--- Text provided ---
*** Block opens ***
Chitosan has been widely investigated for biomedical use including drug delivery, DNA vehicle, nerve reconstruction, and cartilage tissue engineering, etc.10–14 It possesses structural similarities to glycosaminoglycans (GAG), which are important structural components of cartilage ECM and play a pivotal role in modulating chondrocyte morphology, differentiation and function.15,16 Moreover, chitosan can be easily molded into porous structures to favor osteoconduction and minimize local inflammation.17 The abundant functional groups allow for chemical modification and crosslinking. Nevertheless, for applications as scaffolds for load-bearing tissues, chitosan-based materials are usually limited by their poor mechanical strength and elasticity.18,19
Gelatin is derived from collagen, a crucial component of cartilage ECM, and favorable to cell attachment.20 Gelatin has relatively low antigenicity because it's denatured.21 Moreover, gelatin is able to uptake high water content, which is favorable for nutrient transport and exchange in scaffolds. Recently, gelatin-based biomaterials have been applied to artificial skin, bone grafts, wound dressing materials and cartilage tissue engineering.22,23
Three-dimensional (3D) porous chitosan–gelatin (CG) scaffolds24 show excellent hydrophilicity and biodegradability, but low mechanical properties for cartilage tissue engineering. CG scaffolds fabricated by lyophilization25 showed a compression modulus of 47.9–72.5 kPa, which was 9–12 times higher than pure chitosan scaffolds. CG scaffolds obtained by a combined freeze-drying and glutaraldehyde cross-linking showed a compressive strength up to 264 ± 10.1 KPa,26 which is much lower than that for cartilages (e.g., 8.4–15.5 MPa for articular cartilage,27 and 0.8 MPa for soft human nasal septum cartilage28). It is challenging to further improve the mechanical strength and toughness of CG scaffolds for cartilage regeneration.
*** Block closes ***
--- Source information ---
*** Block opens ***
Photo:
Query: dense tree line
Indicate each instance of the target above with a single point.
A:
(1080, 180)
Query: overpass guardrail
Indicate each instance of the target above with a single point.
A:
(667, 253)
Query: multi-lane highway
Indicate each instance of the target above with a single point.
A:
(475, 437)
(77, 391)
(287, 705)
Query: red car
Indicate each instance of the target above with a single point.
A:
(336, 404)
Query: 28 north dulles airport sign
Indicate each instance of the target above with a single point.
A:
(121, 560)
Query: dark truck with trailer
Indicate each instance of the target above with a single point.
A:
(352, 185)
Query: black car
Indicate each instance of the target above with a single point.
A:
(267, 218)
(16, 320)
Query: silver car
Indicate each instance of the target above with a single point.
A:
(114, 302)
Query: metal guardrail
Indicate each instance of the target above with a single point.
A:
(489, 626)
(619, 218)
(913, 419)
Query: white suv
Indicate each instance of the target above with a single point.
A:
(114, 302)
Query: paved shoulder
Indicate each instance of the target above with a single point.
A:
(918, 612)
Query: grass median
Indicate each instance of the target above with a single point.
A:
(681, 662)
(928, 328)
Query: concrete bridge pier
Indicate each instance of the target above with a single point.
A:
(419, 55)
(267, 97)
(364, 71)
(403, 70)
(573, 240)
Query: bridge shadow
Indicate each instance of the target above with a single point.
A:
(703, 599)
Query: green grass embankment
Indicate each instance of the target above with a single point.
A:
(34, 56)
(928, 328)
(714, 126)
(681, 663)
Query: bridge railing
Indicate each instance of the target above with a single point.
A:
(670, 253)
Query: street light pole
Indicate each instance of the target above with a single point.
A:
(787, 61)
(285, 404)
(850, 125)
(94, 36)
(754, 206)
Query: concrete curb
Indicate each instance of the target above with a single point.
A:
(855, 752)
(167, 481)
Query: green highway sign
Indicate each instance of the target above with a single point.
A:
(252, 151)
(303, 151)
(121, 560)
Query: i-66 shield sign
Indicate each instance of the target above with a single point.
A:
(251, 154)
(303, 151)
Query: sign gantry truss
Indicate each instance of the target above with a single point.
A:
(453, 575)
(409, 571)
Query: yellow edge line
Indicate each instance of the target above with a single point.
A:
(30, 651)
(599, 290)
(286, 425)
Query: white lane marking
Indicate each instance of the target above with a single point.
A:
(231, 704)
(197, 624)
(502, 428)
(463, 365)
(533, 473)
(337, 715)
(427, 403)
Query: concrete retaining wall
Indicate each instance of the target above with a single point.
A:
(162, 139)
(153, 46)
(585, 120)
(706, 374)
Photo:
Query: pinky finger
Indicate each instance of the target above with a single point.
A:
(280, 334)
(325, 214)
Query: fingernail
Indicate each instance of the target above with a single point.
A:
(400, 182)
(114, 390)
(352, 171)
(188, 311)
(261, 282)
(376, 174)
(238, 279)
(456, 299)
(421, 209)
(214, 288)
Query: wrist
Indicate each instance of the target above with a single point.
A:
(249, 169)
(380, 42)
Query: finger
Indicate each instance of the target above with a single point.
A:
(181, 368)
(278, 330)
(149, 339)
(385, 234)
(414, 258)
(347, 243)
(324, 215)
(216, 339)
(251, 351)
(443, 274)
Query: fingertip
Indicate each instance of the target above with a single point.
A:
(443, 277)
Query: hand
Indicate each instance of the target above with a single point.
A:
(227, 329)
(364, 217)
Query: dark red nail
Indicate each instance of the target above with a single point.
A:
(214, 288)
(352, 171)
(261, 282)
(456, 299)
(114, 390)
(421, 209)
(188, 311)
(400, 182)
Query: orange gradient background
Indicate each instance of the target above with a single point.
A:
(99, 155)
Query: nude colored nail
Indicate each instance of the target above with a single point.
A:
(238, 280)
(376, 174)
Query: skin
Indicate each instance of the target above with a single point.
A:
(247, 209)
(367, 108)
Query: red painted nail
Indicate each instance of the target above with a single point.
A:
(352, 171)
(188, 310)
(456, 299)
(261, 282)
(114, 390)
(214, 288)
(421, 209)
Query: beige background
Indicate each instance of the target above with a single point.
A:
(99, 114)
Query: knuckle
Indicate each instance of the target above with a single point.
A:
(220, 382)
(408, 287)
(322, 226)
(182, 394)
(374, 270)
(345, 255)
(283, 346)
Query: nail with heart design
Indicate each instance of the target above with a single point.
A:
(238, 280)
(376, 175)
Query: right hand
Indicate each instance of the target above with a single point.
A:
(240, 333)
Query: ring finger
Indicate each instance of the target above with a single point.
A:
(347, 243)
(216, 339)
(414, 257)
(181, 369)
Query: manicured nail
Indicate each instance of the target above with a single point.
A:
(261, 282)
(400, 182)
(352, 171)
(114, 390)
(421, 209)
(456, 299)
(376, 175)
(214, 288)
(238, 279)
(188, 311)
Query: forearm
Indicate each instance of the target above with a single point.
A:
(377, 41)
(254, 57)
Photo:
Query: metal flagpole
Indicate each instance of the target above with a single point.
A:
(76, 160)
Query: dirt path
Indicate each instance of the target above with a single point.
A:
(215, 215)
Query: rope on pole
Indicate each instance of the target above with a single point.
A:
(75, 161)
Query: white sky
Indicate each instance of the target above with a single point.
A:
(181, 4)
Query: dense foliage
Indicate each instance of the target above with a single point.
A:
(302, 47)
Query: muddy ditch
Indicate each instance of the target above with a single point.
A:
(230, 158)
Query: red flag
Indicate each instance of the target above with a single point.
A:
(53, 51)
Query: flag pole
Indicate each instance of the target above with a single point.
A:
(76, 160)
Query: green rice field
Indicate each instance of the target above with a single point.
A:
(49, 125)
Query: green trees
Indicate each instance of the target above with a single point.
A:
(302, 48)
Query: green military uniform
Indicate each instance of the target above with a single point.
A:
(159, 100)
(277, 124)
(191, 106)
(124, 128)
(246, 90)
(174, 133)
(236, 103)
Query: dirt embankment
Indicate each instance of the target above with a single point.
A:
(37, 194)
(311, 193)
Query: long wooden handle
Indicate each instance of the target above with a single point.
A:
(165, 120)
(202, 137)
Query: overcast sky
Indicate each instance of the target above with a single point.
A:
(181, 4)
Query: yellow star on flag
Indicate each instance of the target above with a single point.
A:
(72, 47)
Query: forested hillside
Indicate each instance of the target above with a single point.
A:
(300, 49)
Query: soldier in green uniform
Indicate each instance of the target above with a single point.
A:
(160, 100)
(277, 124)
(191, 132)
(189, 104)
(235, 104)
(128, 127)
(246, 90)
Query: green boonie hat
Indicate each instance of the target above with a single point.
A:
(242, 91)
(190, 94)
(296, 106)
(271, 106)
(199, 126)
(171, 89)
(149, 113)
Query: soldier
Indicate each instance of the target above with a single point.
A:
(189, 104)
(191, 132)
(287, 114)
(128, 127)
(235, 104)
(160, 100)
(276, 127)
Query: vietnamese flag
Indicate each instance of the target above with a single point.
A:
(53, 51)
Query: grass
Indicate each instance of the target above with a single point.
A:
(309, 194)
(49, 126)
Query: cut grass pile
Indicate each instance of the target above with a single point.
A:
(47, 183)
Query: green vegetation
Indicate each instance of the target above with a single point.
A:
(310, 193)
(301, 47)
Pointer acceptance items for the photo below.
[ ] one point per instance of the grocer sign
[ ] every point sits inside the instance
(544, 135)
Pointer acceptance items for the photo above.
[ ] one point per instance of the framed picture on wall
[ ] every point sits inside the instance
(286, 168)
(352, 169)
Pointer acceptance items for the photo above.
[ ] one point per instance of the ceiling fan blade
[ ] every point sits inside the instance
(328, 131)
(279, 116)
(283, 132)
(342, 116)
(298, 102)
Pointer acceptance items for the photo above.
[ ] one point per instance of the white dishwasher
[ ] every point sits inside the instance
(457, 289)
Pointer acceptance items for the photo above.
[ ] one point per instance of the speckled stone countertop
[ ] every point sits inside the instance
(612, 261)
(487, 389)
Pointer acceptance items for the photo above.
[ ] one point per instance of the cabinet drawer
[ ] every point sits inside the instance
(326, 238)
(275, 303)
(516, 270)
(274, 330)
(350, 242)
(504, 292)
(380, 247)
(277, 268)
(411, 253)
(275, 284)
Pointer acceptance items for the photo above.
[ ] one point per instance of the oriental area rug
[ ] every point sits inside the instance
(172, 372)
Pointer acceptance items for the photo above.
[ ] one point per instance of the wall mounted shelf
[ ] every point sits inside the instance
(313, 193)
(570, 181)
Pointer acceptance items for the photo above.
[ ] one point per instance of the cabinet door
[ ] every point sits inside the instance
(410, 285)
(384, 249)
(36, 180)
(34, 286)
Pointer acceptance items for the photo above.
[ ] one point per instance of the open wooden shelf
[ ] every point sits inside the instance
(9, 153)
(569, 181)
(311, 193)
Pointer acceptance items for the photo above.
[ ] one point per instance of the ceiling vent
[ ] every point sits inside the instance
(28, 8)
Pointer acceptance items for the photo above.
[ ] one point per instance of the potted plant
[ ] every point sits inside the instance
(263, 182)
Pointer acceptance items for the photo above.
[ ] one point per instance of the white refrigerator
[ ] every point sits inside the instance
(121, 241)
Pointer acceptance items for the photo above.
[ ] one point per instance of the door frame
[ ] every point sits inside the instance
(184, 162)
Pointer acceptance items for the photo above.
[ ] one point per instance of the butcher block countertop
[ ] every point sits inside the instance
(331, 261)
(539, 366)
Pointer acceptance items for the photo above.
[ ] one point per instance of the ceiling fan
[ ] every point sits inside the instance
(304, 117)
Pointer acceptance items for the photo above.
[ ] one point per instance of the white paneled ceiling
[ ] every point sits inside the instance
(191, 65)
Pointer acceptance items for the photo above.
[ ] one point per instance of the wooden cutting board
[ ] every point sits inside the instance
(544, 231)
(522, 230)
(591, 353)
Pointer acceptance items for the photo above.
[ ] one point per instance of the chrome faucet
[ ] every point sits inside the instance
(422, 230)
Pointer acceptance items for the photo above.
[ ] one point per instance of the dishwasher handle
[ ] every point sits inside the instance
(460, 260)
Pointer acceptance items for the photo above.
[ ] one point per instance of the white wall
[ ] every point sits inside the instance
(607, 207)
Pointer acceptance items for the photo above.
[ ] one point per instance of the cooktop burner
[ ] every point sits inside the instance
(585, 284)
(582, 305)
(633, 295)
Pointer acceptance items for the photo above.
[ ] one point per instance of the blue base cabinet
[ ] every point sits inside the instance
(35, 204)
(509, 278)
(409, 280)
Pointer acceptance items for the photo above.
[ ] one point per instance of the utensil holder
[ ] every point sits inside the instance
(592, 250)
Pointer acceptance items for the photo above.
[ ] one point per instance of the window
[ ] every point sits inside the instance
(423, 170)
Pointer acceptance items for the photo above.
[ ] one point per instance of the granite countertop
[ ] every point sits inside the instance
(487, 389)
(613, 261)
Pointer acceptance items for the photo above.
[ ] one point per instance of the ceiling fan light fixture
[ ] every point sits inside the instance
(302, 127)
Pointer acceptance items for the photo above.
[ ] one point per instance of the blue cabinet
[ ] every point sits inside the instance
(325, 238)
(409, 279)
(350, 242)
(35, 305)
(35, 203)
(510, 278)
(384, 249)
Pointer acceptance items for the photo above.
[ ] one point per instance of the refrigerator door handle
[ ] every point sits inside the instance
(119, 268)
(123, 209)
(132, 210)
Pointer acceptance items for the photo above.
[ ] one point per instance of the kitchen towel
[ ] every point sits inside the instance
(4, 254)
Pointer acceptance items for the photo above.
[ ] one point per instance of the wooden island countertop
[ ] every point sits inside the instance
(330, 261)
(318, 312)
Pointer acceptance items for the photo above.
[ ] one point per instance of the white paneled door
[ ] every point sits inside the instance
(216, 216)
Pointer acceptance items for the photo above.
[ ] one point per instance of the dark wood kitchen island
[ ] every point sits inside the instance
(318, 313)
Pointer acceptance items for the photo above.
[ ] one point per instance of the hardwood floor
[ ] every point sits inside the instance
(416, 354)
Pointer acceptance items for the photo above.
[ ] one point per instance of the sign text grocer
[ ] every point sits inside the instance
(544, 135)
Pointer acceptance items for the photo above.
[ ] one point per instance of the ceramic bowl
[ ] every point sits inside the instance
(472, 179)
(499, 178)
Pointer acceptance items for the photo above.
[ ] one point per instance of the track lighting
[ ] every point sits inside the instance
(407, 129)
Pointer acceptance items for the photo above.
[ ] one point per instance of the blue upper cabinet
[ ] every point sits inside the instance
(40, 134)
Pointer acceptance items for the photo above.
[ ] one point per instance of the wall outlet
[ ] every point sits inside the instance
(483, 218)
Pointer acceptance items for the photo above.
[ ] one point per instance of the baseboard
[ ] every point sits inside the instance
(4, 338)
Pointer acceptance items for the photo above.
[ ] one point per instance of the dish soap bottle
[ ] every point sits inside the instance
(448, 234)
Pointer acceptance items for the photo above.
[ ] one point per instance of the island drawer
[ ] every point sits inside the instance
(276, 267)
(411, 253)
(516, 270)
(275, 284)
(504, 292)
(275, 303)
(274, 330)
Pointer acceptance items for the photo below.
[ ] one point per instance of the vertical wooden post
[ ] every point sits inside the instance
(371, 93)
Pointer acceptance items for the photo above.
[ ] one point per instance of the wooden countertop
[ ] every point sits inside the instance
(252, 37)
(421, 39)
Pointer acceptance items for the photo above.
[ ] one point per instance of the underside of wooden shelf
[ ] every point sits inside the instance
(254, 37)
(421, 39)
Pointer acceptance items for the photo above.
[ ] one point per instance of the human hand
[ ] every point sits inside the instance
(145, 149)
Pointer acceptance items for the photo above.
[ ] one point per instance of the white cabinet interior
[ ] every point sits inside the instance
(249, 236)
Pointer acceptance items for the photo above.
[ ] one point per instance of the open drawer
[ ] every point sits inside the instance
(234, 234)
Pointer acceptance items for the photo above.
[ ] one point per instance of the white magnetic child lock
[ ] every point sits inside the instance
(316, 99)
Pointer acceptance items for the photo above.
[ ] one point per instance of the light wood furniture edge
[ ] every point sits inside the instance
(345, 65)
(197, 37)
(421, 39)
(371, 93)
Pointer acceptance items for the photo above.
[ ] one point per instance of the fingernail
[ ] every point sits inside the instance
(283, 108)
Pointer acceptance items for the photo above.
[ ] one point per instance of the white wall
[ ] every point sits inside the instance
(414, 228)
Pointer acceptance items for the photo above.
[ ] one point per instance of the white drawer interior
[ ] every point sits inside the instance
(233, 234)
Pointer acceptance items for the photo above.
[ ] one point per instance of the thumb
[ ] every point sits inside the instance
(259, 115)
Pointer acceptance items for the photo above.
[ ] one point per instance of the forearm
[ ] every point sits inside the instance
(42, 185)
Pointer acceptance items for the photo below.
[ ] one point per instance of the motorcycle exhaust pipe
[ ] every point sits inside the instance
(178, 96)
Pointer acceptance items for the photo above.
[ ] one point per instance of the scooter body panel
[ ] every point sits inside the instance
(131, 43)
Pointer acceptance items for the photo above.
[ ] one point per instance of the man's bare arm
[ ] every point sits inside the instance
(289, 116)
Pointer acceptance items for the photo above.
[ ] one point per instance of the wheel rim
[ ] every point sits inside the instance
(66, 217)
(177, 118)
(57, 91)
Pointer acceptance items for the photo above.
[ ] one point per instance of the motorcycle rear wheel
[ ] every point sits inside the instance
*** Block closes ***
--- How to complete this task ---
In the text above on chitosan and gelatin scaffolds, what combination of methods yielded CG scaffolds with a compressive strength of up to 264 ± 10.1 KPa?

--- Task solution ---
Freeze-drying combined with glutaraldehyde cross-linking.